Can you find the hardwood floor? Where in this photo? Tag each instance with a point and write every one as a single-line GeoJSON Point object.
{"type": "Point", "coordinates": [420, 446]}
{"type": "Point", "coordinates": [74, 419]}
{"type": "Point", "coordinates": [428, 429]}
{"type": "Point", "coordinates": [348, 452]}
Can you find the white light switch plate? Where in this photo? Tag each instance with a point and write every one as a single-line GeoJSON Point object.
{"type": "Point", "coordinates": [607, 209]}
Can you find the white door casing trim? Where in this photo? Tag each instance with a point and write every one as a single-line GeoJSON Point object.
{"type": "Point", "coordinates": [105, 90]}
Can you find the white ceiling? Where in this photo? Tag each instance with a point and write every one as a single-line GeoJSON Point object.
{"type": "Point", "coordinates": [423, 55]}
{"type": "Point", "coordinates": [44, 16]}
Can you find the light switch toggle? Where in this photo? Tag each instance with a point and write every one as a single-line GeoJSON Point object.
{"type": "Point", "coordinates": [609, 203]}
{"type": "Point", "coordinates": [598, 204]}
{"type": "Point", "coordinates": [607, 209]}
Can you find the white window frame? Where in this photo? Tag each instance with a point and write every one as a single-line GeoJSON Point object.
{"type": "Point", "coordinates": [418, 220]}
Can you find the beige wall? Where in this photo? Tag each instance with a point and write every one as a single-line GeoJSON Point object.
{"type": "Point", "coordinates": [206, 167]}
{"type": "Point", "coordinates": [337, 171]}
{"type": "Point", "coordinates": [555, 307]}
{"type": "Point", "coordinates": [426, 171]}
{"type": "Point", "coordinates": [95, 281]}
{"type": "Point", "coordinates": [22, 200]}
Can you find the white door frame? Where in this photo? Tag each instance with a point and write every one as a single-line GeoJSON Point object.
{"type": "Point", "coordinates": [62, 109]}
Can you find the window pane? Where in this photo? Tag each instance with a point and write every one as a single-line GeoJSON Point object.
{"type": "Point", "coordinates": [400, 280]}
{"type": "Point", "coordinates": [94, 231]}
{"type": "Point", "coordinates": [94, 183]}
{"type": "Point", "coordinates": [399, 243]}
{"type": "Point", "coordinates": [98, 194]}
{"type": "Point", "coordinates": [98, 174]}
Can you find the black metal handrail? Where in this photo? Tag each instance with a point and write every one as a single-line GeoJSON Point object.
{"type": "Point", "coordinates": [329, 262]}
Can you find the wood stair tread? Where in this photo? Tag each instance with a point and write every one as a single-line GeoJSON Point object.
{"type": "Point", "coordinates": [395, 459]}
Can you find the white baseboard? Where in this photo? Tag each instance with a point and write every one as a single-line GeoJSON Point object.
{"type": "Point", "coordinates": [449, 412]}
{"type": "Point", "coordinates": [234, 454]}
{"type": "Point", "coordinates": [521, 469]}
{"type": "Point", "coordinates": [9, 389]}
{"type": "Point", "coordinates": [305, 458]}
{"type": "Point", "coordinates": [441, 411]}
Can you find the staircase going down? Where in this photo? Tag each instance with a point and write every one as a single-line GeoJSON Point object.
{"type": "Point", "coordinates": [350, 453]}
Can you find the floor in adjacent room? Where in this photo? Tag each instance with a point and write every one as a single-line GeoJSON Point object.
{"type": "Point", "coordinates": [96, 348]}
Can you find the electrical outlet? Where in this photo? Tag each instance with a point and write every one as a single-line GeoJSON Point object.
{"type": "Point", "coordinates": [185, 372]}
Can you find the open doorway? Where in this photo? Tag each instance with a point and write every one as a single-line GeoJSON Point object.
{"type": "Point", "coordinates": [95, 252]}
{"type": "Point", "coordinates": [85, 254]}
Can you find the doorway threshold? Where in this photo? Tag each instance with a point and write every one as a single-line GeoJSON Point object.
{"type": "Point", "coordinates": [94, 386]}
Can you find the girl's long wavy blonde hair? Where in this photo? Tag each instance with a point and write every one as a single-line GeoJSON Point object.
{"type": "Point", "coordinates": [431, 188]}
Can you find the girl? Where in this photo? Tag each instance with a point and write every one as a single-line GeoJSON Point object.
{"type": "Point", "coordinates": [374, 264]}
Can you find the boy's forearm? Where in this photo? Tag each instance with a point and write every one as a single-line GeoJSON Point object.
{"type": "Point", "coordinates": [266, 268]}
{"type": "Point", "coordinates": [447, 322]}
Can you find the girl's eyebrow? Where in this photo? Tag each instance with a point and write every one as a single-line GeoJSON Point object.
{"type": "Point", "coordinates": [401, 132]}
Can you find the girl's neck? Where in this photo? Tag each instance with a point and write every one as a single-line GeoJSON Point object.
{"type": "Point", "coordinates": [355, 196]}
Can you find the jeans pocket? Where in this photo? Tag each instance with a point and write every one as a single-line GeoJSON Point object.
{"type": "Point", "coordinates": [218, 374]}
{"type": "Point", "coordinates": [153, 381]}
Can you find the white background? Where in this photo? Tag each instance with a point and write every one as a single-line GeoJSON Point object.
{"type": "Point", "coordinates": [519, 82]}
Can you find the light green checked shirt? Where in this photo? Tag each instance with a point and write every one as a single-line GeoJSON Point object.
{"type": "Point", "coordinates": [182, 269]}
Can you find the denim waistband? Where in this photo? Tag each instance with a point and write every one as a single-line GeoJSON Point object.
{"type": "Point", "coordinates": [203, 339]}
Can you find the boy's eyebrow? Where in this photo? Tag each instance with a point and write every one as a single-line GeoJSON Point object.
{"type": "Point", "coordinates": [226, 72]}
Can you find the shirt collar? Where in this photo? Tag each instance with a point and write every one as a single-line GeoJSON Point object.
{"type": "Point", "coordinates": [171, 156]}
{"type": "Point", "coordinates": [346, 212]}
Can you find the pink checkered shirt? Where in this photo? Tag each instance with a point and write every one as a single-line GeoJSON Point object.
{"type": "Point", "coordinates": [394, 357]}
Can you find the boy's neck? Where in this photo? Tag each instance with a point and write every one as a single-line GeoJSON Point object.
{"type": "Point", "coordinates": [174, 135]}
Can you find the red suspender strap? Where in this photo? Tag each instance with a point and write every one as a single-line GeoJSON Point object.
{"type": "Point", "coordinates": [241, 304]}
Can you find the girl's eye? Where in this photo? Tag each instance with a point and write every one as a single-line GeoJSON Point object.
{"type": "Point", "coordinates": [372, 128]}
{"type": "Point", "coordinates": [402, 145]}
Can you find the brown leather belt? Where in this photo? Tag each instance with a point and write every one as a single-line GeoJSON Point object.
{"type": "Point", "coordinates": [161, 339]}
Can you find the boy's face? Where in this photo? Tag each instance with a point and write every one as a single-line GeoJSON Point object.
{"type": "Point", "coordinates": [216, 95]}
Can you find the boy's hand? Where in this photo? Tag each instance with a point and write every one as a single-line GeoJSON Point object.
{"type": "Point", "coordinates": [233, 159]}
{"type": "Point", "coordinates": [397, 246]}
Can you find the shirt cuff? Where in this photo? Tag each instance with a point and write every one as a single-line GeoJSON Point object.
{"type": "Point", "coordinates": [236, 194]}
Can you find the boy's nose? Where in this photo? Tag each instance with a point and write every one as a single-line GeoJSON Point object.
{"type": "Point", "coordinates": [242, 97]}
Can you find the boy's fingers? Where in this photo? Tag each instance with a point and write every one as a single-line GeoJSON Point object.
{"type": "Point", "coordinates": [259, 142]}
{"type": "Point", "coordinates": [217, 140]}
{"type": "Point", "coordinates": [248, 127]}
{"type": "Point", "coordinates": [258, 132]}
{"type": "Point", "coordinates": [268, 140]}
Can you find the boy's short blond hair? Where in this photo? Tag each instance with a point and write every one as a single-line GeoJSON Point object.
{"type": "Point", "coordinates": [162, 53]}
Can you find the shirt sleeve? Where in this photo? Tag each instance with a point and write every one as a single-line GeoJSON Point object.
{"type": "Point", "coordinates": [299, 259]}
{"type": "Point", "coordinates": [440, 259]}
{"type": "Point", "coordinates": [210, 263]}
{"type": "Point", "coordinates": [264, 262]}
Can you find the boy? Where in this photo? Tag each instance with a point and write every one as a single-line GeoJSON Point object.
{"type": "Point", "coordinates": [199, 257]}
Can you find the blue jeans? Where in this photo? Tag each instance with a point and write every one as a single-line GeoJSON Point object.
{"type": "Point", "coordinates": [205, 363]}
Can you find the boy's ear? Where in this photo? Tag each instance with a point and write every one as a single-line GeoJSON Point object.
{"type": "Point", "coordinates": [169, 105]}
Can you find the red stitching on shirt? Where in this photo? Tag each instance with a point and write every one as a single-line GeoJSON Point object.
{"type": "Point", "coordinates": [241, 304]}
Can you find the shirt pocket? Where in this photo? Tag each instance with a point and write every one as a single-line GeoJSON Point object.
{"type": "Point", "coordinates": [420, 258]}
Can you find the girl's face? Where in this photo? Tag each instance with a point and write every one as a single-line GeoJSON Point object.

************

SHORT TASK - Repeat the line containing "Can you find the shirt cuff?" and all subsequent lines through the final line of the data, exactly and with no others.

RESULT -
Can you find the shirt cuff? Where in this photo? Tag each instance with a point and write every one as a single-line GeoJSON Point object.
{"type": "Point", "coordinates": [236, 194]}
Can you find the boy's nose? Where in this photo? Tag each instance with a point and write every one as a single-line GeoJSON Point object.
{"type": "Point", "coordinates": [242, 97]}
Can you find the boy's fingers? Where in this photo? Tag each instance with a point and write every one as a single-line GeoJSON Point object.
{"type": "Point", "coordinates": [259, 142]}
{"type": "Point", "coordinates": [217, 140]}
{"type": "Point", "coordinates": [248, 127]}
{"type": "Point", "coordinates": [258, 132]}
{"type": "Point", "coordinates": [268, 140]}
Can you find the boy's short blond hair? Where in this photo? Tag each instance with a point and write every one as a single-line GeoJSON Point object.
{"type": "Point", "coordinates": [162, 53]}
Can you find the shirt sleeve? Where in this photo? Tag each instance with a point and write every one as a single-line GeoJSON Point object.
{"type": "Point", "coordinates": [299, 259]}
{"type": "Point", "coordinates": [440, 259]}
{"type": "Point", "coordinates": [210, 263]}
{"type": "Point", "coordinates": [264, 262]}
Can you find the boy? Where in this photo? Tag each instance with a point and write every one as a single-line GeoJSON Point object.
{"type": "Point", "coordinates": [199, 257]}
Can you find the blue jeans? Where in this photo? Tag each instance with a point and write every one as a single-line GeoJSON Point object.
{"type": "Point", "coordinates": [205, 363]}
Can you find the boy's ear? Where in this photo? Tag each instance with a point and write every one as a single-line GeoJSON Point object.
{"type": "Point", "coordinates": [169, 105]}
Can you find the red stitching on shirt? Where in this photo? Tag each instance with a point and write every one as a single-line GeoJSON Point object.
{"type": "Point", "coordinates": [241, 304]}
Can you find the shirt pocket? Where in this photo? Tag each instance with a point and write every one as a single-line GeoJSON Point object.
{"type": "Point", "coordinates": [420, 258]}
Can you find the girl's face? Where in this photo? Tag each instance with a point and write every one as a single-line GeoJSON Point object.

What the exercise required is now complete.